> **Work instructions**
Count the lines in the excerpts of pointing data below that contain the string "upper", and reply with that number alone.

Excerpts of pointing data
-- Begin --
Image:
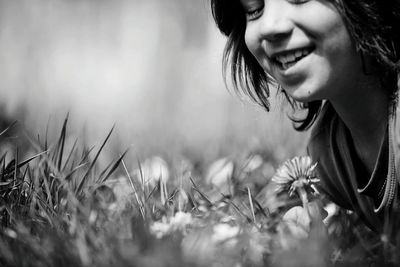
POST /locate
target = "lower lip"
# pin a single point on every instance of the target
(292, 66)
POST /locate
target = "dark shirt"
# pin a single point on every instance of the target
(344, 178)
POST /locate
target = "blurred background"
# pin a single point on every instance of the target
(151, 67)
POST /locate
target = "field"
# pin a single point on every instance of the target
(61, 207)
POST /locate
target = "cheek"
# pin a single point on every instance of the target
(253, 44)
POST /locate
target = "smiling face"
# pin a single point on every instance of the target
(304, 45)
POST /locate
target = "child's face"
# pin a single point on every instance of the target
(304, 45)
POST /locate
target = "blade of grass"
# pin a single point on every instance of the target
(83, 180)
(61, 143)
(8, 128)
(140, 203)
(70, 154)
(251, 205)
(114, 167)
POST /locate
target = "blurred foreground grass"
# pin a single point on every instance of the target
(60, 207)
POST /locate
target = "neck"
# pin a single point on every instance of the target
(365, 113)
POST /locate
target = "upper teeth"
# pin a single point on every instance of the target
(292, 56)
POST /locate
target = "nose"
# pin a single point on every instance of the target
(276, 24)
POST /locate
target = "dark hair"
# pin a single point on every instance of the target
(374, 26)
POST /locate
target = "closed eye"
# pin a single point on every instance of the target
(253, 13)
(252, 8)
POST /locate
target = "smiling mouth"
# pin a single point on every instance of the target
(287, 59)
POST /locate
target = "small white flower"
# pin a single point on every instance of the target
(154, 169)
(179, 222)
(223, 232)
(160, 228)
(220, 174)
(296, 173)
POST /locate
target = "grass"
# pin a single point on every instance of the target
(60, 207)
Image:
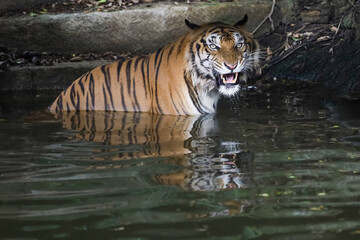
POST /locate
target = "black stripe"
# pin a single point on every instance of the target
(87, 102)
(143, 75)
(108, 86)
(128, 79)
(81, 84)
(148, 76)
(156, 56)
(67, 107)
(92, 91)
(156, 82)
(72, 95)
(136, 62)
(119, 69)
(180, 45)
(157, 143)
(193, 94)
(59, 103)
(170, 52)
(134, 94)
(172, 100)
(78, 101)
(105, 100)
(122, 97)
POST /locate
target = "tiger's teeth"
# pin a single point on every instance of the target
(232, 81)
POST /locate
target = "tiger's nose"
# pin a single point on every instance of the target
(231, 66)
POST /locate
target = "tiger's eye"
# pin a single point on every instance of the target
(212, 46)
(240, 45)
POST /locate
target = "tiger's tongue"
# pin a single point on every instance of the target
(229, 78)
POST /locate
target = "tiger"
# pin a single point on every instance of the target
(186, 77)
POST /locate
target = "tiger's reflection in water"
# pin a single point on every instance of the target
(187, 141)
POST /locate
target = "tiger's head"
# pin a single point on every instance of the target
(221, 56)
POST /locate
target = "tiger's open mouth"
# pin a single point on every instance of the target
(228, 79)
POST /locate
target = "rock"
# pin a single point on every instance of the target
(123, 31)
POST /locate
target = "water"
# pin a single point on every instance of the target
(275, 164)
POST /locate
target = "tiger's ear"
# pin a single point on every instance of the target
(191, 25)
(242, 22)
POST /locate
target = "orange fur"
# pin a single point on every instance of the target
(166, 82)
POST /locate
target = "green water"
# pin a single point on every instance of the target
(274, 164)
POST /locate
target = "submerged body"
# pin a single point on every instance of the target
(185, 77)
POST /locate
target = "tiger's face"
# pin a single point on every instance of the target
(223, 56)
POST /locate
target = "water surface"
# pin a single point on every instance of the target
(273, 164)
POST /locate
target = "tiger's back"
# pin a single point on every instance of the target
(132, 86)
(182, 78)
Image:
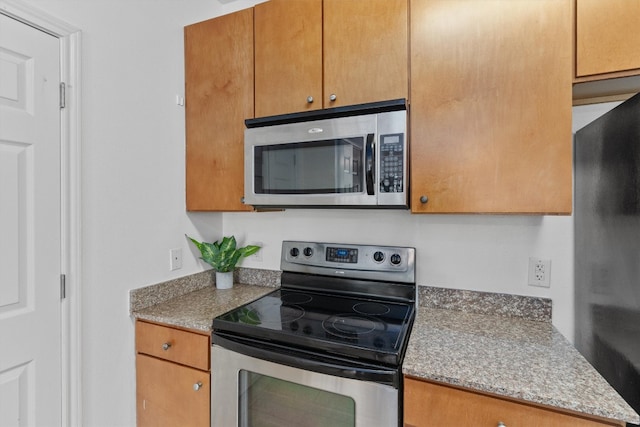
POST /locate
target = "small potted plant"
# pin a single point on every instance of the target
(223, 257)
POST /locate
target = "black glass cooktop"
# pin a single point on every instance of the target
(355, 327)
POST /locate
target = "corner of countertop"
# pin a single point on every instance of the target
(525, 307)
(158, 293)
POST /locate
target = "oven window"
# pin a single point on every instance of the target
(315, 167)
(270, 402)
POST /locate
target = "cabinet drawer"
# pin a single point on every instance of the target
(186, 348)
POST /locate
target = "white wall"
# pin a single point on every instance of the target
(132, 177)
(133, 199)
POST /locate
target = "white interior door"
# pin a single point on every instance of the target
(30, 227)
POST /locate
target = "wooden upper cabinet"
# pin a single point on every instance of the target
(365, 51)
(219, 97)
(607, 37)
(288, 56)
(491, 106)
(307, 50)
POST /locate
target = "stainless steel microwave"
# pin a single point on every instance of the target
(345, 157)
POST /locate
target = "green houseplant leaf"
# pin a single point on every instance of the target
(224, 255)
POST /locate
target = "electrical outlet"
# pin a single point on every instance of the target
(175, 259)
(539, 272)
(257, 257)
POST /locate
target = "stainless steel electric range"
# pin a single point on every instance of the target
(325, 349)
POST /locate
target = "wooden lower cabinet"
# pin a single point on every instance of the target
(173, 378)
(431, 404)
(167, 394)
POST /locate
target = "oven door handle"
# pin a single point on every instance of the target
(306, 360)
(370, 159)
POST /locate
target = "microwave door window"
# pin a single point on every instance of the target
(317, 167)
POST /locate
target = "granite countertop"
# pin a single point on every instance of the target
(512, 357)
(495, 343)
(196, 309)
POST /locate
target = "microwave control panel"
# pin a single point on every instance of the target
(392, 163)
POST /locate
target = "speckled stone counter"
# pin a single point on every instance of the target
(193, 301)
(197, 309)
(512, 357)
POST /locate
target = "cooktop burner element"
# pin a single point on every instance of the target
(372, 308)
(353, 301)
(351, 325)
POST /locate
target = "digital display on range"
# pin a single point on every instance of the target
(344, 255)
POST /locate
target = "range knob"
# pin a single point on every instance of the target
(396, 259)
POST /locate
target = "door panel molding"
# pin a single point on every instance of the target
(70, 47)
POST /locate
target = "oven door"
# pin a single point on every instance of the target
(247, 392)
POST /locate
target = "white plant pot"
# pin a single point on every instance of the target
(224, 280)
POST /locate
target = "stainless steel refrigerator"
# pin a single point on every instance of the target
(607, 247)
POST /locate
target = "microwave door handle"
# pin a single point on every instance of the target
(370, 162)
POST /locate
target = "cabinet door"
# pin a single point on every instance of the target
(219, 97)
(171, 395)
(607, 36)
(491, 106)
(288, 56)
(365, 51)
(427, 404)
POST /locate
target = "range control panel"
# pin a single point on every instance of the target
(349, 259)
(392, 163)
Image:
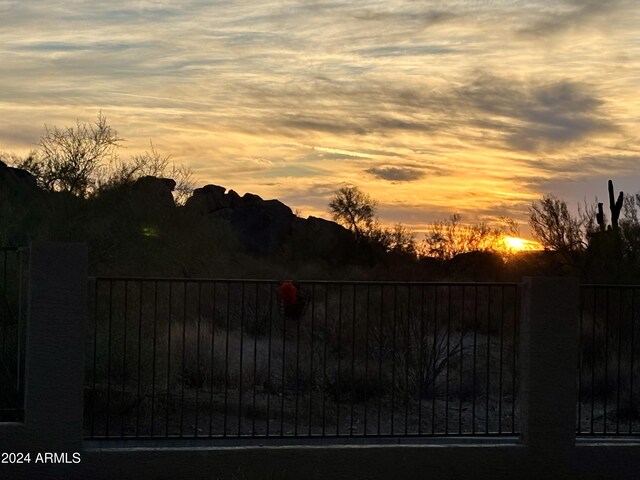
-- End --
> **Reply to the task**
2